» Task statement
Every entry must come back exactly as it was given.

Data to examine Block Start

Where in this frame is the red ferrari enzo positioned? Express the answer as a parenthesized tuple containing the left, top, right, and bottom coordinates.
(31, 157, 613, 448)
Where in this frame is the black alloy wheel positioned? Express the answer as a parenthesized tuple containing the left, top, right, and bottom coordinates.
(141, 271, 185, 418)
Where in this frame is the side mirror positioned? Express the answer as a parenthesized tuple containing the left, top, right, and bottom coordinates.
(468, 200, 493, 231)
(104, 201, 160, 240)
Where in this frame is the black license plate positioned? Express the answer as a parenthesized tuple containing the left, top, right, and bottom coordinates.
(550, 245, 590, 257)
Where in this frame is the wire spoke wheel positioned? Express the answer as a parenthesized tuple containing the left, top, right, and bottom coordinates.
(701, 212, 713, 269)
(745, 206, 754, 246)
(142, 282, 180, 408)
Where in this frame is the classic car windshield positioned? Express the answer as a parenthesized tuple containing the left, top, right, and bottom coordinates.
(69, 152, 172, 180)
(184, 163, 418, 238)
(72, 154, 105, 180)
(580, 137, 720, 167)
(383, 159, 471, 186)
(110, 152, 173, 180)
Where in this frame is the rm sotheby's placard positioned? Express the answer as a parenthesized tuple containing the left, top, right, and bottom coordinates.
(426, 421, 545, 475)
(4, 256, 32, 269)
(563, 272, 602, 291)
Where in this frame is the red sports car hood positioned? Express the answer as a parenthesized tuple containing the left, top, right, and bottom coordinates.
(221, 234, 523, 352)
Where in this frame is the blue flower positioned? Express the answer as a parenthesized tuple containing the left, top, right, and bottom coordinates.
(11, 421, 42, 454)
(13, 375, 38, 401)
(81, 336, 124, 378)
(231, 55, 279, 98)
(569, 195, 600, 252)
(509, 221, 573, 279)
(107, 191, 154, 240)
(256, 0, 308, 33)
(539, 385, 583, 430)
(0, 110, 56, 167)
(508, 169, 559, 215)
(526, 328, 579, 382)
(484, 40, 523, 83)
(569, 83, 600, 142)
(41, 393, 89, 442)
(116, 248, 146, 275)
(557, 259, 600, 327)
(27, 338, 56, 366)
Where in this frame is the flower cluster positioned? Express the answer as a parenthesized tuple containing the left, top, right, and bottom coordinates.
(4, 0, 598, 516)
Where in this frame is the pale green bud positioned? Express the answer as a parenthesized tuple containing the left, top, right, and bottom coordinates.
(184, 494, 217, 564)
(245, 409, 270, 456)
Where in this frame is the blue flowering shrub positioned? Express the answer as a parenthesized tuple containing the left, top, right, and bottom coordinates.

Data to examine Block End

» Written answer
Where in this frame is the red ferrari enzo positioned? Express the answer as a parenthesized tuple containing the left, top, right, and bottom coordinates.
(31, 157, 613, 448)
Where in this frame is the black alloy wheel positioned? Express the answer as a parenthesized tuple containing the left, top, right, and bottom coordinates.
(141, 271, 185, 418)
Where in this frame is the side mirror positioned? Express the answer as a parenthesized tuple containing the left, top, right, and bottom coordinates.
(468, 200, 493, 231)
(104, 201, 160, 240)
Where in this frame is the black license plate positioned? Express the answer as a parenthesized tuple containing the left, top, right, and bottom coordinates.
(550, 245, 590, 257)
Where in this frame is the wire spoke wheel positioned? Express the answer as a parenthesized tuple containing the left, top, right, and bottom coordinates.
(701, 212, 713, 269)
(745, 206, 754, 246)
(142, 282, 180, 408)
Where in this frame is the classic car windshield positioned? Express the answer as a parenthesized tuple containing the left, top, right, and bottom coordinates.
(69, 152, 172, 180)
(184, 163, 418, 238)
(72, 154, 105, 180)
(580, 137, 720, 167)
(383, 159, 471, 186)
(110, 152, 173, 180)
Where in this frame is the rm sotheby's placard positioned? Express the answer as a parenthesized tuple containing the left, top, right, and bottom coordinates.
(426, 421, 545, 475)
(4, 256, 32, 269)
(563, 272, 602, 291)
Where in this frame is the red sports car hood positioned? Express the answer as a parenthesized tuple containing the left, top, right, and bottom coordinates.
(221, 234, 523, 352)
Where in this frame is the blue flower positioned? Express the answer as a parenthesized tuple containing the left, top, right, and bottom coordinates.
(11, 421, 42, 454)
(13, 375, 38, 401)
(81, 336, 124, 378)
(231, 55, 279, 98)
(569, 195, 600, 252)
(509, 221, 573, 279)
(107, 191, 154, 240)
(256, 0, 308, 33)
(539, 385, 583, 430)
(0, 110, 56, 167)
(508, 169, 559, 215)
(526, 328, 579, 382)
(484, 40, 523, 83)
(569, 83, 600, 142)
(41, 393, 89, 442)
(116, 248, 146, 275)
(557, 259, 600, 327)
(27, 338, 56, 366)
Where in this frame is the flower cluster positioned? Express the answer as a parenthesized tuple containing the left, top, right, and bottom coordinates.
(4, 0, 598, 516)
Where in this frame is the pale green bud positioned? Express the answer as a parenthesized tuple containing the left, top, right, and bottom coordinates.
(184, 494, 217, 564)
(245, 409, 270, 456)
Where in this frame is the blue flowering shrub positioned? Express the answer as a parenthesized tuple containing the left, top, right, and bottom coordinates.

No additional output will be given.